# [What is expected]
Format the lines from the one containing "# point at: parking" through the last line as a Markdown table with the columns Row and Line. Number each line, and leave out any blank lines.

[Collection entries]
****
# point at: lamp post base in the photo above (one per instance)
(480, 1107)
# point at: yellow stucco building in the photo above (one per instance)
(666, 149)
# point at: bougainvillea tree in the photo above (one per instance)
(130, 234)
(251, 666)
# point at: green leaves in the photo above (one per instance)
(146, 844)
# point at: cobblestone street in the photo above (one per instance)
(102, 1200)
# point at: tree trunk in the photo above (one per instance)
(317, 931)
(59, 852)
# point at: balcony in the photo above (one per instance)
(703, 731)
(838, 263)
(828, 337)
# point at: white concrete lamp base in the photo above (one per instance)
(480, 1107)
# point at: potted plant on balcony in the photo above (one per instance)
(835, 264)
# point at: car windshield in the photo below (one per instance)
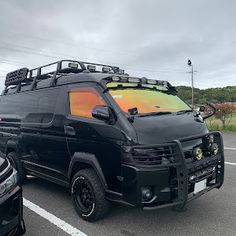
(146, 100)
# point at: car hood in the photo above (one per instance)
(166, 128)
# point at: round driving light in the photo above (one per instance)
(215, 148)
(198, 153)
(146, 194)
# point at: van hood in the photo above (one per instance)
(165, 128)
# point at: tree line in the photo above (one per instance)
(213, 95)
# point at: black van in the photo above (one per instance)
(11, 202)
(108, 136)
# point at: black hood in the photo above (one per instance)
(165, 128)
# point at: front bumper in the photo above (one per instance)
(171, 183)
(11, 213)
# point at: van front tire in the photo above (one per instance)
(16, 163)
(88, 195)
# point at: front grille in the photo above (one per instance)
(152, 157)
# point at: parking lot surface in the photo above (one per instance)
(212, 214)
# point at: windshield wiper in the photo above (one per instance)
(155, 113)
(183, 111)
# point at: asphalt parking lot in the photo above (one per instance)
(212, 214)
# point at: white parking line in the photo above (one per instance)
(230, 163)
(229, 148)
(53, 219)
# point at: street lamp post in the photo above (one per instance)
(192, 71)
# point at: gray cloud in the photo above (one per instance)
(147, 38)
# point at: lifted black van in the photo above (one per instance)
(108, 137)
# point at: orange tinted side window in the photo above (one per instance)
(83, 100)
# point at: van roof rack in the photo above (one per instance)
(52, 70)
****
# [Written reply]
| Row | Line |
|---|---|
| 1 | # point at: parking lot surface in the photo above (one per instance) |
| 2 | (212, 214) |
| 3 | # point at: windshield wiper in the photo above (one per instance) |
| 4 | (155, 113) |
| 5 | (183, 111) |
| 6 | # point at: asphalt parking lot in the photo above (one per instance) |
| 7 | (212, 214) |
| 8 | # point at: white parking line in the photo above (one per instance) |
| 9 | (230, 163) |
| 10 | (229, 148) |
| 11 | (53, 219) |
| 12 | # point at: street lamp post in the photo above (one per instance) |
| 13 | (192, 71) |
| 14 | # point at: gray cloud in the photo above (one per instance) |
| 15 | (147, 38) |
| 16 | # point at: lifted black van in the photo above (one per instance) |
| 17 | (108, 137) |
| 18 | # point at: orange tinted side window in the photo above (one per instance) |
| 19 | (83, 100) |
| 20 | # point at: van roof rack in the photo above (one per instance) |
| 21 | (52, 70) |